Exercise directions: From the appellate opinion below, extract the passage starting with "CourtOhio Court of" and going on through "unemployment compensation action.", copied word for word.

Text to read:
__________________________________________________

Lippert v. Lumpkin

Decision Date29 November 2010
Docket NumberCASE NO. CA2010-01-004
Citation2010 ohio 5809
PartiesCHARLES LIPPERT, Plaintiff-Appellant, v. DOUGLAS E. LUMPKIN, et al., Defendants-Appellees.
CourtOhio Court of Appeals
OPINION

CIVIL APPEAL FROM BUTLER COUNTY COURT OF COMMON PLEAS

Case No. CV2009-03-1299

Charles Lippert, appellant, pro se

Richard Cordray, Ohio Attorney General, Robin A. Jarvis, for Douglas Lumpkin and Department of Job & Family Services,

RINGLAND, J.

{¶1} Plaintiff-appellant, Charles Lippert, appeals the decision of the Butler County Court of Common Pleas in an unemployment compensation action.

{¶2} On May 24, 2004, appellant began working for Excel Direct, Inc. as an operations manager. Appellant regularly worked Sunday through Thursday. On Monday through Thursday, appellant worked either an opening shift from 6:30 a.m. to 2:00 p.m. or a closing shift from 10:00 a.m. to 5:30 p.m. On Sundays, appellant would report to Excel at 6:00 a.m. to open the facilities, but would leave the job site for the remainder of the day to work from home and monitor the employer's drivers via phone until 5:30 p.m. Appellant testified that working from home allowed him to also perform nonwork-related tasks. Appellant noted that following his divorce he had custody of his children, irregularly attended church, and was involved in a study group on Sundays.

{¶3} On July 3, 2008, appellant and his co-workers were notified that Excel planned to modify the employee work schedules due to changing client demands. On August 1, 2008, appellant received an email detailing his new schedule. Appellant's weekday schedule primarily remained intact, but appellant was expected to be at Excel's facilities from 6:30 a.m. until 6:30 p.m. on Sundays. That day, appellant had a conversation with his supervisor regarding the new schedule. He informed the supervisor that he would not work according to the new Sunday schedule. On August 3, 2008, appellant sent his supervisor an email stating that he would continue to work under his previous schedule, but not work the new Sunday schedule. Appellant concluded, "If necessary, let me know when to expect my last day of employment."

__________________________________________________

Extracted material:
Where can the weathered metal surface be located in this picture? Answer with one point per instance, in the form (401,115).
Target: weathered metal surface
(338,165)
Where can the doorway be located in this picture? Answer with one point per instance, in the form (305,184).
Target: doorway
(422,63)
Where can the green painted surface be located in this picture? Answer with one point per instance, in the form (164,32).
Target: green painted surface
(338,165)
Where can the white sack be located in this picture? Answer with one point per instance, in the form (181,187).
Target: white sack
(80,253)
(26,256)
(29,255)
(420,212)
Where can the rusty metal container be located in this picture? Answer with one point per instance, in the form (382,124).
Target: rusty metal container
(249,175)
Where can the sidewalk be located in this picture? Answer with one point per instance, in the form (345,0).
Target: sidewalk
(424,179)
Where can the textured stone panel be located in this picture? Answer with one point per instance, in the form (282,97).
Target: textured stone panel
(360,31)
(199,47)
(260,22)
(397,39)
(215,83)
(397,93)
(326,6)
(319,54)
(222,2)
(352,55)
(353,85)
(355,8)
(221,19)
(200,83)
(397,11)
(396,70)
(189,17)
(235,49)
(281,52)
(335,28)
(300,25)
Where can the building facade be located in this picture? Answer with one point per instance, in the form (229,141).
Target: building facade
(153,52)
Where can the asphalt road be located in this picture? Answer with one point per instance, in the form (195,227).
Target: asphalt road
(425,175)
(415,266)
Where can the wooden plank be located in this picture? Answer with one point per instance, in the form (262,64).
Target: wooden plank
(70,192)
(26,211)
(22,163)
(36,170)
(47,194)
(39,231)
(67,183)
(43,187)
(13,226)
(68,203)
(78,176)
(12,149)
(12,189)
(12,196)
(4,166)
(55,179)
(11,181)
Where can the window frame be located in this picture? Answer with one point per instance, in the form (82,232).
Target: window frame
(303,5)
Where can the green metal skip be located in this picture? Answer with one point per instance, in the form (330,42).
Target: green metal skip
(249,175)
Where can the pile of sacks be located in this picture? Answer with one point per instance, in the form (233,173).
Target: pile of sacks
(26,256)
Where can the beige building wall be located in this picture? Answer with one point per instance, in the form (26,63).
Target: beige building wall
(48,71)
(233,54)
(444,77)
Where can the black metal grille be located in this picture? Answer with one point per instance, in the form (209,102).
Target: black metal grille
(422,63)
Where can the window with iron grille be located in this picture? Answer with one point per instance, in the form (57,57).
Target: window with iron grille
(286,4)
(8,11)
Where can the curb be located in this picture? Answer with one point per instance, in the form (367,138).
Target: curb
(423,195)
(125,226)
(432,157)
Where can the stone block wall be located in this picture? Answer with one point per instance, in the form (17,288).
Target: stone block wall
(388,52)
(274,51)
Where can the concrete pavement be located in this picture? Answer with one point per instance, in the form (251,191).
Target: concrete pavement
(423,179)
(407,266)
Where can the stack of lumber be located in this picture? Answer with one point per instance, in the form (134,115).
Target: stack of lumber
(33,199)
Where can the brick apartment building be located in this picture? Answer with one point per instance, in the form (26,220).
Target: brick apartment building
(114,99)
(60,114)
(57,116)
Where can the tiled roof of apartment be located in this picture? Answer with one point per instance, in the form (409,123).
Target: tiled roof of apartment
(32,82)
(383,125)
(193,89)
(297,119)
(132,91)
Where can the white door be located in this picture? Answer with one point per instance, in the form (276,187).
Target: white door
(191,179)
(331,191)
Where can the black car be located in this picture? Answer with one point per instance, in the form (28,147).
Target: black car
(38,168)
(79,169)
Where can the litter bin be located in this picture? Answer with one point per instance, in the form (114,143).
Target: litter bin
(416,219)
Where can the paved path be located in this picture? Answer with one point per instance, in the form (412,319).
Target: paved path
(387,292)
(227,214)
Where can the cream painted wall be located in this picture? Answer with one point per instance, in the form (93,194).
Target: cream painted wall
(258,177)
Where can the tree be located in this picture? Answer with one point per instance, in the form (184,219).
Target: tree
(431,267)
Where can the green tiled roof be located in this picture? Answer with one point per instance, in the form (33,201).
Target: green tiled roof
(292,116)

__________________________________________________

Problem solution:
CourtOhio Court of Appeals
OPINION

CIVIL APPEAL FROM BUTLER COUNTY COURT OF COMMON PLEAS

Case No. CV2009-03-1299

Charles Lippert, appellant, pro se

Richard Cordray, Ohio Attorney General, Robin A. Jarvis, for Douglas Lumpkin and Department of Job & Family Services,

RINGLAND, J.

{¶1} Plaintiff-appellant, Charles Lippert, appeals the decision of the Butler County Court of Common Pleas in an unemployment compensation action.